Work to complete:
Would you write out every record that follows exactly, with the pictures left out?

Provided data:

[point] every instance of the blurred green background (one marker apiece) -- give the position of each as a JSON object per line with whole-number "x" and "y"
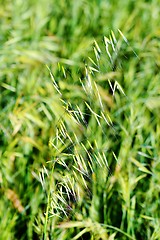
{"x": 47, "y": 45}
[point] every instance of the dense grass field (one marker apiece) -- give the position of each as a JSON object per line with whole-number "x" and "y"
{"x": 79, "y": 120}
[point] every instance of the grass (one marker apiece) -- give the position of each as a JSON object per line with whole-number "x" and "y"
{"x": 79, "y": 122}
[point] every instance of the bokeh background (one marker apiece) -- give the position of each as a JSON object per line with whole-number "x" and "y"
{"x": 47, "y": 45}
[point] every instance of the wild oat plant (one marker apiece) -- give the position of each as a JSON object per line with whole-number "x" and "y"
{"x": 92, "y": 193}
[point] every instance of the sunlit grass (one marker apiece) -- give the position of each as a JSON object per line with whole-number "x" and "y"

Answer below:
[point] every instance of the blurred green background (one marker apiece) -- give the position of each as a JSON object per line with whole-number "x" and "y"
{"x": 47, "y": 45}
[point] every instance of the dense grass field (one marker apiece) -- give the position of each as a JSON object per line with whole-number "x" and "y"
{"x": 79, "y": 120}
[point] every instance of the grass (one marker apiece) -- give the position of each as a JSON object per line with whole-number "x" and "y"
{"x": 79, "y": 122}
[point] every instance of the bokeh background (one marker apiece) -- give the position of each as a JSON object per line with whole-number "x" and "y"
{"x": 47, "y": 45}
[point] every instance of the wild oat plant (one marker apiece) -- give the position of each as a JSON object per line with whole-number "x" and "y"
{"x": 92, "y": 193}
[point] every instance of the sunlit grass (one marker apiece) -- give the position of each as a JSON object per line with whole-number "x" and "y"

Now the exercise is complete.